> **TASK REQUIREMENTS**:
a) In the duct ectasia text below, when does mastitis most commonly occur among breastfeeding mothers?
b) Shorten the paragraph of the duct ectasia text that begins "If you see any changes in your breasts", keeping its main facts.

> **EXTRACT PROVIDED**:
▼
Duct Ectasia Treatment
Duct ectasia can sometimes get better without any treatment. However, if you need to take action you can try the following:
- Warm compress – to give relief from pain
- Antibiotics – helps in curing the infection
- Paracetamol and other pain reliever medication to alleviate agony
- Surgery – if the nipples keep on secreting sticky discharge
When to see a doctor:
If you see any changes in your breasts like a new breast lump, spontaneous nipple discharge or inverted nipple, it is best to see a doctor. However, you should note that this condition does not increase your risk from cancer.
Mastitis is another condition that causes your breasts to become painful and inflamed. This is most common among breastfeeding moms usually within the first three months after giving birth.
If the condition occurs during breastfeeding, the doctors may refer to this as lactation mastitis or puerperal mastitis. For non-breastfeeding moms it may be called periductal mastitis.
▲
> **GIVEN MATERIAL**:
▼
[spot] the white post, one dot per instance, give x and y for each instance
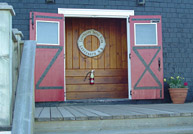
▲
> **ANSWERS BY ITEM**:
a) Usually within the first three months after giving birth.

b) See a doctor if your breasts change, for example with a new lump, spontaneous nipple discharge, or an inverted nipple. The condition does not increase your cancer risk.